Monday, April 27, 2009

People in the developed world spend the least fractions of their household expenditure on food. ("We should all thank our productive and efficient farmers and ranchers for making that bargain possible." - Katy Coba, director of the Oregon Department of Agriculture) Does this reflect the true costs of industrial agriculture?

Environmental costs:

Intensive use of pesticides and fertilizers seriously pollute our water, soil, and air. ... animal factories produce 1.3 billion tons of manure each year. Laden with chemicals, antibiotics, and hormones, the manure leaches into rivers and water tables, polluting drinking supplies and causing fish kills. ... Currently, consumers pay billions of dollars annually in environmental costs directly attributed to industrial food production, not including the loss of biodiversity and topsoil...
Health costs:
Conventional analyses also ignore the human health costs of consuming industrial foods, including the contribution of pesticides, hormones and other chemical inputs to our current cancer epidemic... Taken together, these medical health costs [of cancer, food borne illnesses, obesity, diabetes etc.] are clearly in the hundreds of billions of dollars annually.
Tax subsidies:
Price supports, price "fixing", tax credits, and product promotion are all forms of welfare for agribusiness. ... Taken together, these subsidies add almost $3 billion to the hidden cost of food to consumers.
In conclusion:
When we calculate the real price, it is clear that far from being cheap, our current food production system is imposing staggering monetary burdens on us and future generations [in the form of environmental, health and social costs]. By contrast, non-industrial food production significantly reduces, and can even eliminate most of these costs.
- pg 54-55, Fatal Harvest.

This is the third in the series of excerpts from the book Fatal Harvest. While these facts are now much better known, at least in the "organic lifestyle" community in the first world, industrial farming practices are increasingly being promoted by corporations and governments in the developing world. Hence, I am posting these excerpts so that they are available to everyone who is interested in this issue.

What is required:
Reproduce the passage from the post on the hidden costs of industrial agriculture, starting at "People in the" and ending at "biodiversity and topsoil...".

Dataset content:
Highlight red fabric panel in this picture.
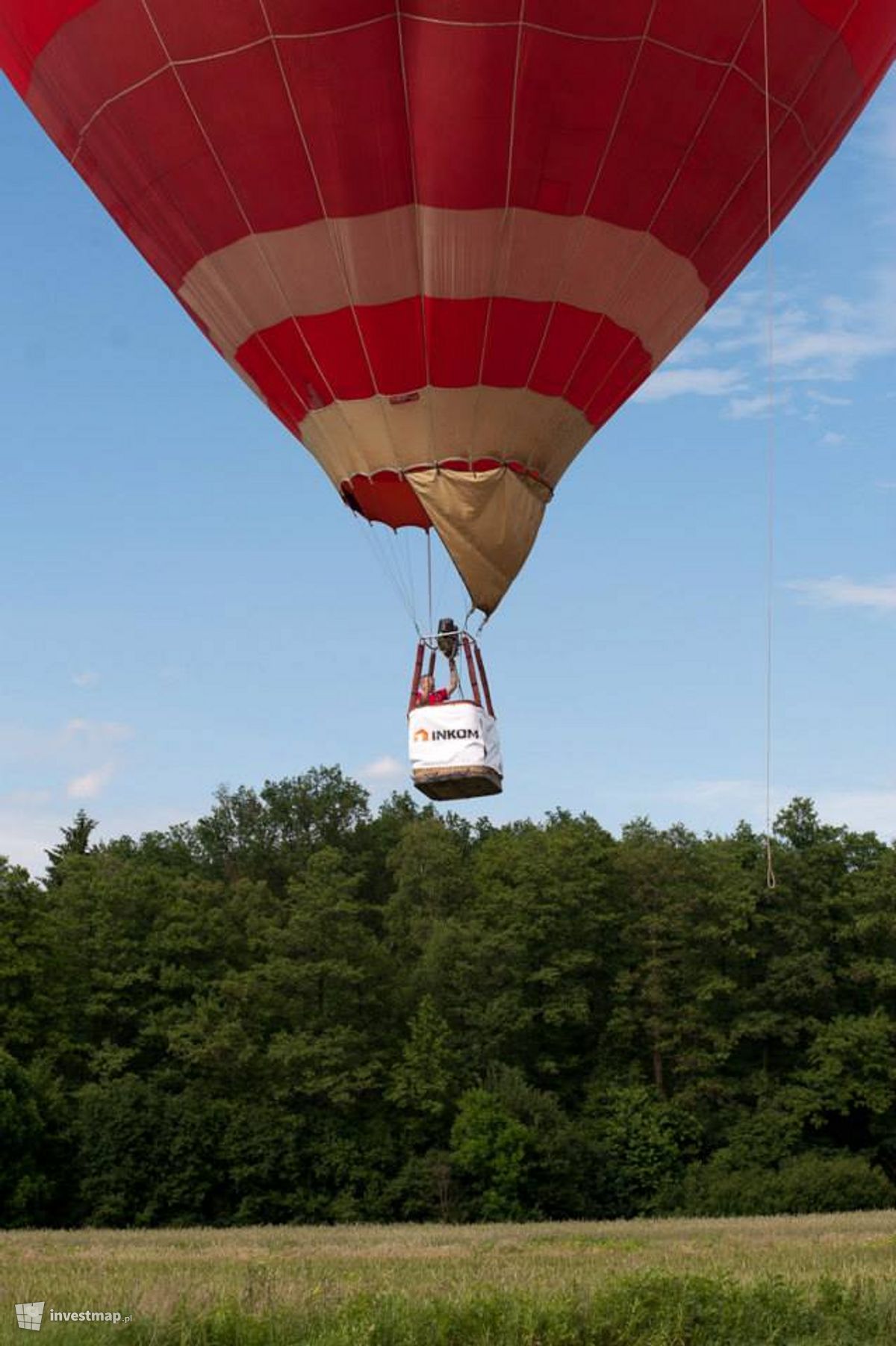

Answer box:
People in the developed world spend the least fractions of their household expenditure on food. ("We should all thank our productive and efficient farmers and ranchers for making that bargain possible." - Katy Coba, director of the Oregon Department of Agriculture) Does this reflect the true costs of industrial agriculture?

Environmental costs:

Intensive use of pesticides and fertilizers seriously pollute our water, soil, and air. ... animal factories produce 1.3 billion tons of manure each year. Laden with chemicals, antibiotics, and hormones, the manure leaches into rivers and water tables, polluting drinking supplies and causing fish kills. ... Currently, consumers pay billions of dollars annually in environmental costs directly attributed to industrial food production, not including the loss of biodiversity and topsoil...